Bloco de texto
Uma Noite de Cão
Surto de Leishmaniose no Lago Norte, bairro onde resido. Cerca de quarenta por cento dos exames realizados atestam positivo. Considerando que muitos cães morrem sem que sejam examinados e muitos veterinários não comunicam os resultados à Zoonoses pois isto implica no sacrifício do animal, esta percentagem pode ser muito maior. Pânico!
Resolvemos comprar, para nossas meninas, a coleira Excalibur, repelente do mosquito e de moscas, pulgas e carrapatos. Teoricamente, o único mecanismo realmente eficiente de prevenção.
Depois do banho, por volta das quatro da tarde, colocamos as tais coleiras. À noite, o marido comentou que elas pareciam incomodadas, coçando-se muito. Quando nos preparamos para dormir, começou. Elas dormem num colchãozinho, no nosso quarto, sob um edredom velho. Anita estava agitada, não arrumava posição. E, cada vez que saía da caminha, com as unhas batucando o piso de madeira, me acordava. Eu ia até lá, ajeitava o ninho para que ela pudesse deitar-se e a cobria. Mas era só eu retornar às minhas cobertas para ela novamente levantar-se, caminhando atarantada pelo quarto, os olhos arregalados. Por volta de uma da manhã, tirei as coleiras das duas, e desci com elas, para respirarem ar fresco, esvaziarem bexiga e tudo o mais que houvesse para ser esvaziado e voltei ao quarto, procurando acomodá-las da melhor forma possível, mas o ritual de inquietude canina se repetiu até, que, por volta das três da manhã resolvi levá-las ao veterinário.
No trajeto, completamente deserto àquela hora, cruzei com duas viaturas da polícia que passaram "voadas" por mim. Bateu aquela crise de machismo: o que é que eu estou fazendo, uma mulher, sexo frágil, rodando sozinha, às três da madrugada de segunda-feira, sujeita ao ataque de algum facínora, algum motorista alcoolizado e sem medo da lei seca, enquanto o marido ficou em casa, bem belo, de pijamas? Mas, ele está super-gripado e, como toda mãe, enchi-me de força e de coragem na defesa das minhas crias. É por isso que não posso ter filhos. Se fossem crianças de verdade, eu me tornaria um monstro ou um defunto, sei lá!

Dados brutos
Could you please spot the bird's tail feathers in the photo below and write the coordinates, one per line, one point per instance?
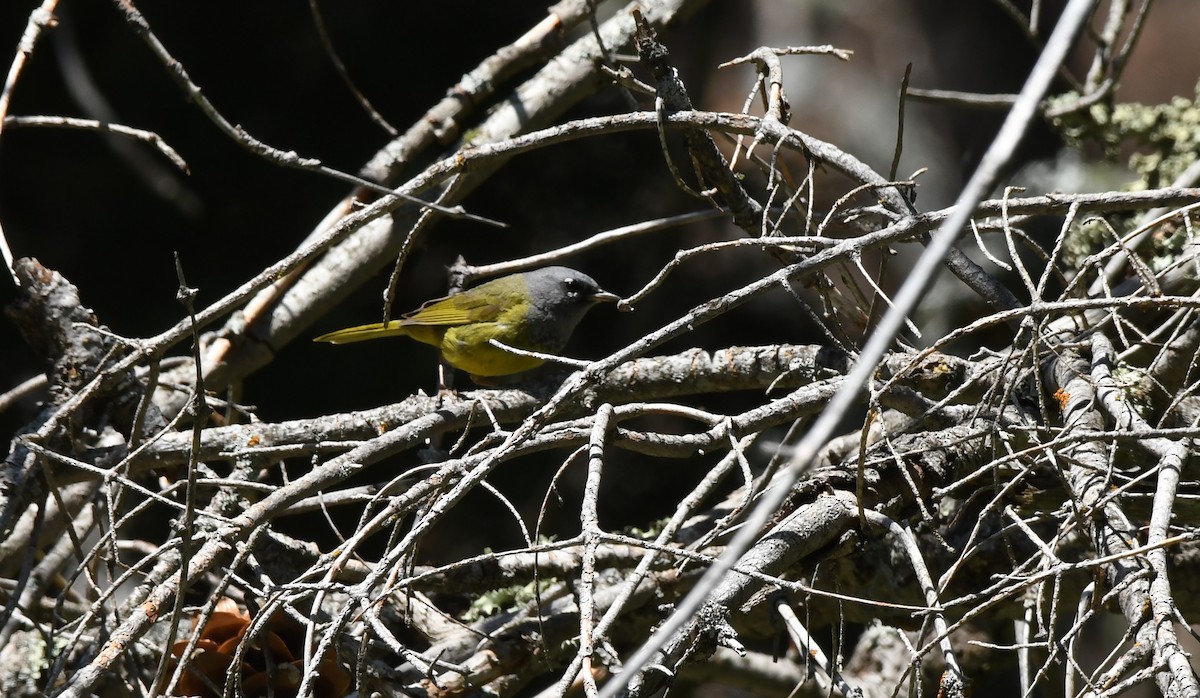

Perguntas a responder
1) Por favor, transcreva literalmente o trecho do texto "Uma Noite de Cão" que vai de "No trajeto, completamente" até "defunto, sei lá!".
2) No texto "Uma Noite de Cão", qual é o nome da coleira comprada?

Respostas das tarefas
1)
No trajeto, completamente deserto àquela hora, cruzei com duas viaturas da polícia que passaram "voadas" por mim. Bateu aquela crise de machismo: o que é que eu estou fazendo, uma mulher, sexo frágil, rodando sozinha, às três da madrugada de segunda-feira, sujeita ao ataque de algum facínora, algum motorista alcoolizado e sem medo da lei seca, enquanto o marido ficou em casa, bem belo, de pijamas? Mas, ele está super-gripado e, como toda mãe, enchi-me de força e de coragem na defesa das minhas crias. É por isso que não posso ter filhos. Se fossem crianças de verdade, eu me tornaria um monstro ou um defunto, sei lá!

2) Excalibur.